Exercise details:
Look through the entries below and extract exactly the lines from the one containing "</instance>" through the one containing "box: [747, 101, 767, 121]", ends included.

Saved data entries:
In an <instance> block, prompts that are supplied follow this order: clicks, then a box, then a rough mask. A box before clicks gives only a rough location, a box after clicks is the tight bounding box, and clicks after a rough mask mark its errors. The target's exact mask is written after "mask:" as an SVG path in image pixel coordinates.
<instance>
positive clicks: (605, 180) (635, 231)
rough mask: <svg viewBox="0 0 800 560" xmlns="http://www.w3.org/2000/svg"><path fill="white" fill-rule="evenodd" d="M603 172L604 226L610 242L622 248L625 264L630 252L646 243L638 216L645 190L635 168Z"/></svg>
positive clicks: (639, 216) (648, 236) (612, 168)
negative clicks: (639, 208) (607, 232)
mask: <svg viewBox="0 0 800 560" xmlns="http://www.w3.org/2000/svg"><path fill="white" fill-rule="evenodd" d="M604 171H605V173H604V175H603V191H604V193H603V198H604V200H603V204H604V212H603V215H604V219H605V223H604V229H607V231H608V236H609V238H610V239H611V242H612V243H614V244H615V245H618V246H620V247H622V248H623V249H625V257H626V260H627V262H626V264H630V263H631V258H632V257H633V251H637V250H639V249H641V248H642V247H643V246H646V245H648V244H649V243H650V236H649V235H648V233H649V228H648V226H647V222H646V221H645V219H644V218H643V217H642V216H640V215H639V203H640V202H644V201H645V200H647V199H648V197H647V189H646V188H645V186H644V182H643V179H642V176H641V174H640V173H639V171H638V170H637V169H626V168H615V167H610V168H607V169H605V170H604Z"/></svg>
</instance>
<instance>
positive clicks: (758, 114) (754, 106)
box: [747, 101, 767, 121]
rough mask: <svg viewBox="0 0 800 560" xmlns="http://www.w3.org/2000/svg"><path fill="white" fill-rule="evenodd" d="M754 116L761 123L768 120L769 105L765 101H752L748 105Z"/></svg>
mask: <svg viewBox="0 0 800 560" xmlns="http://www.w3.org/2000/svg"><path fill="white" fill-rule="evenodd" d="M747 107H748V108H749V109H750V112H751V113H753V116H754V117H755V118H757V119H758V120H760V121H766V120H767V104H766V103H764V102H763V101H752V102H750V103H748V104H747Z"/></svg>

Response for this exercise:
</instance>
<instance>
positive clicks: (758, 114) (754, 106)
box: [747, 101, 767, 121]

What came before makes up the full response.